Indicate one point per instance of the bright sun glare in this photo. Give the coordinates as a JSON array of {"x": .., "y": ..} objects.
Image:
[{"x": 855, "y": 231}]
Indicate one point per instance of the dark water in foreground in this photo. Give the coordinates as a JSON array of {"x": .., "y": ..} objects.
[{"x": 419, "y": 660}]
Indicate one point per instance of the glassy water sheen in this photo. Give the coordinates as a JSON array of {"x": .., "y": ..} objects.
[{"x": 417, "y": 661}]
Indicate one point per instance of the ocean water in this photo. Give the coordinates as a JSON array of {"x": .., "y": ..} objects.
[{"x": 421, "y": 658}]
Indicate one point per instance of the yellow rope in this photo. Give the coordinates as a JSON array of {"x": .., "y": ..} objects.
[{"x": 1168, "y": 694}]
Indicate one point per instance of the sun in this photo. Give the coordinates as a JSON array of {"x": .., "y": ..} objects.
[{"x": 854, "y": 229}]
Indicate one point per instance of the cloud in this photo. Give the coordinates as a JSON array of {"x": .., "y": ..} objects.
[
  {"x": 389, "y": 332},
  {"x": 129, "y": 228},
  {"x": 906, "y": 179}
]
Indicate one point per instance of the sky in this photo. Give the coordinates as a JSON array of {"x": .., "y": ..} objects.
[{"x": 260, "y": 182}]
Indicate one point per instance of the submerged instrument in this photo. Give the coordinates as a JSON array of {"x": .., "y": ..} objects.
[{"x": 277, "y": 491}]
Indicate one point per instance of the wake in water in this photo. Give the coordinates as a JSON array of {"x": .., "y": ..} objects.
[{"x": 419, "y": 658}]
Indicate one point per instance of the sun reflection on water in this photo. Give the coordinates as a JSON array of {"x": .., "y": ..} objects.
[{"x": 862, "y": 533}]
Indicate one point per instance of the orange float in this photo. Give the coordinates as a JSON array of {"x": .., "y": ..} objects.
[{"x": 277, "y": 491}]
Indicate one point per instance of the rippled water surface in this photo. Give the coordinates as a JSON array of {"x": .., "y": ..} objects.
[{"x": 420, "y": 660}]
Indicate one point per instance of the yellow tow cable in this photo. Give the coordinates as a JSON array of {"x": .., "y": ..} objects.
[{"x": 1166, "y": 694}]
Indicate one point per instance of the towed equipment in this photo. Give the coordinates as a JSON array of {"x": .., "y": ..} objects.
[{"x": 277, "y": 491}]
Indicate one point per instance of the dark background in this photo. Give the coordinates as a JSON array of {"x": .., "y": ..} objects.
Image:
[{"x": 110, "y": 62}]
...
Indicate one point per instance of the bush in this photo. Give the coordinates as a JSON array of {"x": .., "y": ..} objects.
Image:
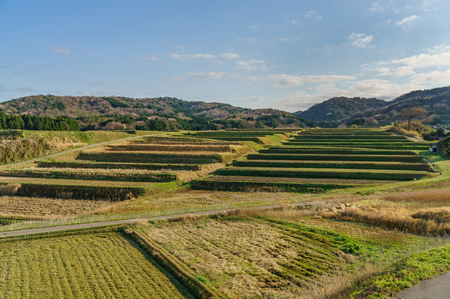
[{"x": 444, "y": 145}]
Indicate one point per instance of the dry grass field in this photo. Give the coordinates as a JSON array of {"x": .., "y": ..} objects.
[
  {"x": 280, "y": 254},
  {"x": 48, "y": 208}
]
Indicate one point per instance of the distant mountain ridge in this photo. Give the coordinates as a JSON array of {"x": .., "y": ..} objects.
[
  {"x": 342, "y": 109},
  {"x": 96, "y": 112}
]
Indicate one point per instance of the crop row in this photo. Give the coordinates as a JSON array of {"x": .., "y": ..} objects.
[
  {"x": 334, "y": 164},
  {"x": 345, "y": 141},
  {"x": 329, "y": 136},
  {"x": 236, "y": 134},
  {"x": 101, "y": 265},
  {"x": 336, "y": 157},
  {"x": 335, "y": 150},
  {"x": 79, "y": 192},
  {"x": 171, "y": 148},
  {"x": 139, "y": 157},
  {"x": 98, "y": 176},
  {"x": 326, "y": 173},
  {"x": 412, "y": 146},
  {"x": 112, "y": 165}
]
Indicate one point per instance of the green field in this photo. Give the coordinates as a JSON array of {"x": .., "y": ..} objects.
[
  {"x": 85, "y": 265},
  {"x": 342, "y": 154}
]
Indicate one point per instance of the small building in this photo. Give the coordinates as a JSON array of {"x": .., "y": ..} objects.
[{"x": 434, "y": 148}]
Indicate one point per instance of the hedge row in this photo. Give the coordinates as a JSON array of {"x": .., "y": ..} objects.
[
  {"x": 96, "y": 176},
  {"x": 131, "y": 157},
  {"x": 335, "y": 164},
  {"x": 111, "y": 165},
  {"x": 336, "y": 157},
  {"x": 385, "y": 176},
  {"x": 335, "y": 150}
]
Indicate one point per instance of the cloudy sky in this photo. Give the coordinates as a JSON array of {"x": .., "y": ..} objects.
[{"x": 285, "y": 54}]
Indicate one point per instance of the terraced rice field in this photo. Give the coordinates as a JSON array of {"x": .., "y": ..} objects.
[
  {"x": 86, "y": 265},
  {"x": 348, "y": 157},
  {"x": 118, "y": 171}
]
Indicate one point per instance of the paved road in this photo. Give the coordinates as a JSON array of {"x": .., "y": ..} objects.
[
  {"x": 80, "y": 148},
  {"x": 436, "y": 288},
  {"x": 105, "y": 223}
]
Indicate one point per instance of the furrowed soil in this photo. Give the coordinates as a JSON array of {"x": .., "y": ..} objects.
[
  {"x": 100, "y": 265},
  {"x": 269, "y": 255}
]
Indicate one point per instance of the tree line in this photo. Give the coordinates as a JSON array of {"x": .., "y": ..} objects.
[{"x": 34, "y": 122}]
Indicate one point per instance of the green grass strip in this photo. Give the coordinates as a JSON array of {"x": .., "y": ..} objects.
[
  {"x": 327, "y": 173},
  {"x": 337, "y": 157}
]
...
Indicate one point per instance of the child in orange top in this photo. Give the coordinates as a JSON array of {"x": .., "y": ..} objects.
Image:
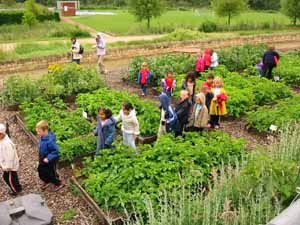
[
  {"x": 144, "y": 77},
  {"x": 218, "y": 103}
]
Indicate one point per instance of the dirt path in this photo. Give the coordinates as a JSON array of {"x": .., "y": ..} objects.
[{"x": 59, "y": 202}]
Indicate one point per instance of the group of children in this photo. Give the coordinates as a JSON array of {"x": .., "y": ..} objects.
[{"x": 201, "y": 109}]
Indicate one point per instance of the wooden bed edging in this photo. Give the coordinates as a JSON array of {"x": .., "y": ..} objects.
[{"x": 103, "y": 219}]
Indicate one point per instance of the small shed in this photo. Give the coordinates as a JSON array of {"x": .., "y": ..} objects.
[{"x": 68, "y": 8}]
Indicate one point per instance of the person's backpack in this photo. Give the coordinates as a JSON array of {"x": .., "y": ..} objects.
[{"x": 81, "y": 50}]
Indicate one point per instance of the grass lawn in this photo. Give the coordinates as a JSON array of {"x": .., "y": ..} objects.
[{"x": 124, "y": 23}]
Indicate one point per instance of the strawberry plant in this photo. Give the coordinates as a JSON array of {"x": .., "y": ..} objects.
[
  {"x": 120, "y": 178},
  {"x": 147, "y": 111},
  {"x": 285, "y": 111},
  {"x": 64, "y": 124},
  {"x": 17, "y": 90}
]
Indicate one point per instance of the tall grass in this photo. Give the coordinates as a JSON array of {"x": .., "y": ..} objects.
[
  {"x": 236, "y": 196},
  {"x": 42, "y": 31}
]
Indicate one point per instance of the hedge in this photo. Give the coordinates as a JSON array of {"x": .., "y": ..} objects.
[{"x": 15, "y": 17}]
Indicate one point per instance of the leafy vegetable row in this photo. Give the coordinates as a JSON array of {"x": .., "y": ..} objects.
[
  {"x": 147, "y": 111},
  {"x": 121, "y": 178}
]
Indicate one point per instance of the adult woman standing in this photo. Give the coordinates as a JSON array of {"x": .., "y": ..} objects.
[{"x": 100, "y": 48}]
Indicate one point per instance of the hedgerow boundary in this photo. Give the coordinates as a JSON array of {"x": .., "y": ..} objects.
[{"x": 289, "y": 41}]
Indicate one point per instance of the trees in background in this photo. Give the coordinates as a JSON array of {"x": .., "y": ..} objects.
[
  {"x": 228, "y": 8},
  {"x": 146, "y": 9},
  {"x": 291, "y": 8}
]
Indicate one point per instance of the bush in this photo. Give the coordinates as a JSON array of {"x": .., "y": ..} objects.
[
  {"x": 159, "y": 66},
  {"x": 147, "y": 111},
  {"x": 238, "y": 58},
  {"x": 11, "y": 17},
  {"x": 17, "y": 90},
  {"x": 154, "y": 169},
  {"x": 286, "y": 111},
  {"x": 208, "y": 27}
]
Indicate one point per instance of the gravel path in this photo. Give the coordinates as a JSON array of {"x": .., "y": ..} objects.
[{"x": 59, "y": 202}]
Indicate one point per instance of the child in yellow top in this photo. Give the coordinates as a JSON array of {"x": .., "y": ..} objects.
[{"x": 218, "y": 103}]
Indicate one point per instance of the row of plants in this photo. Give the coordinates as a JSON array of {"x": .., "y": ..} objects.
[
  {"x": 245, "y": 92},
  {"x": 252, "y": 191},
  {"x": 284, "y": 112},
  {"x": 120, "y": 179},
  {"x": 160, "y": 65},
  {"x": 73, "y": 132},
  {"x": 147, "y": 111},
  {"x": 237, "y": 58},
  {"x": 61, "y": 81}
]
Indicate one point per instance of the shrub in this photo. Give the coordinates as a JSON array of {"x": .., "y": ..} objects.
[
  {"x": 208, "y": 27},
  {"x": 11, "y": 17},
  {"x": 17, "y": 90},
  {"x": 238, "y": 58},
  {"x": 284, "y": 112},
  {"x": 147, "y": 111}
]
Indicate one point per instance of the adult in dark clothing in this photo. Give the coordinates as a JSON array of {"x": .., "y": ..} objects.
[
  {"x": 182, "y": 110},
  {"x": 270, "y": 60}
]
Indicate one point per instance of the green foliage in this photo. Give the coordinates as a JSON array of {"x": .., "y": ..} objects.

■ The problem ■
Could you quote, word for word, the records from the line containing "Indicate one point per instance of the row" up to and including the line containing "Indicate one point per instance of the green foliage"?

■ Exercise result ■
Indicate one point per instance of the row of plants in this photo. Give the coordinates as a JSON array of {"x": .., "y": ..} objects.
[
  {"x": 245, "y": 92},
  {"x": 252, "y": 191},
  {"x": 284, "y": 112},
  {"x": 120, "y": 179},
  {"x": 160, "y": 65},
  {"x": 73, "y": 132},
  {"x": 147, "y": 111},
  {"x": 237, "y": 58},
  {"x": 61, "y": 81}
]
Indicate one point per instance of the shrub in this photo. Give the coordinates as a JSON array of {"x": .., "y": ..} objects.
[
  {"x": 208, "y": 27},
  {"x": 11, "y": 17},
  {"x": 17, "y": 90},
  {"x": 238, "y": 58},
  {"x": 284, "y": 112},
  {"x": 147, "y": 111}
]
Indicate one point per instance of the adult in dark clothing in this photo. Give the coordinates as a JSON array of {"x": .., "y": ..} objects.
[
  {"x": 182, "y": 110},
  {"x": 270, "y": 60}
]
Indicate one point per instance of the green foliage in this photo. Give the coordinates as a JSON array of {"x": .., "y": ..} objects.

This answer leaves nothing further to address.